(Pointing entries for labeled objects)
- - - -

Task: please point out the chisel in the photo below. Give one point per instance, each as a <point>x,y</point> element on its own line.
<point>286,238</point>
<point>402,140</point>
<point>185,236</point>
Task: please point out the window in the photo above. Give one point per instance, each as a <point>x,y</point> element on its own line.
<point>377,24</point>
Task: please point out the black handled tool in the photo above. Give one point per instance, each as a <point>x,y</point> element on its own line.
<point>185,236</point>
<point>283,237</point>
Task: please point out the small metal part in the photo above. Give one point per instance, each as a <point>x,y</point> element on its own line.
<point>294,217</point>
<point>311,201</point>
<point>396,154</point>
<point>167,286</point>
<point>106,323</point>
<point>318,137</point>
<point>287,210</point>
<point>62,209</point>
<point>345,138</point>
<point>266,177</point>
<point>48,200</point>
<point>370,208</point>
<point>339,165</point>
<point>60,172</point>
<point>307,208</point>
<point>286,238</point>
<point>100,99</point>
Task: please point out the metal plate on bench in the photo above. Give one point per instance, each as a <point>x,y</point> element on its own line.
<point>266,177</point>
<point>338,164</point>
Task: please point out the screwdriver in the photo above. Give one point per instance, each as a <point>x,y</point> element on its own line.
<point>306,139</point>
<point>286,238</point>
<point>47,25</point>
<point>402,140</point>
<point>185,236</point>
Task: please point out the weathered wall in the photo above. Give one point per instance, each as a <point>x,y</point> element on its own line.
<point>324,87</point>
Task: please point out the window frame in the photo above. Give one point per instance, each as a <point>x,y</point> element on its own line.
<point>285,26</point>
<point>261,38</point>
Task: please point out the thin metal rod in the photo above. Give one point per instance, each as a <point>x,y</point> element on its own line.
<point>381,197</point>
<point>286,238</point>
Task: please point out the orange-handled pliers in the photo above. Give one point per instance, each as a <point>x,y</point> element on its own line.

- - - -

GIVEN EXERCISE =
Starting at the beginning of the lines and ending at the line that contains "<point>377,24</point>", write out every line again, requests included, with each coordinate in the answers multiplied by 1.75 and rounded to a whole number, halves rounded up.

SOLUTION TO THE EXERCISE =
Task: please point out the chisel in the photo below. Give one point per instance, each as a <point>x,y</point> element on its own line.
<point>501,417</point>
<point>704,245</point>
<point>324,413</point>
Task: please point out the window in the photo above. Give one point per instance, each as a <point>x,y</point> element on its own line.
<point>660,42</point>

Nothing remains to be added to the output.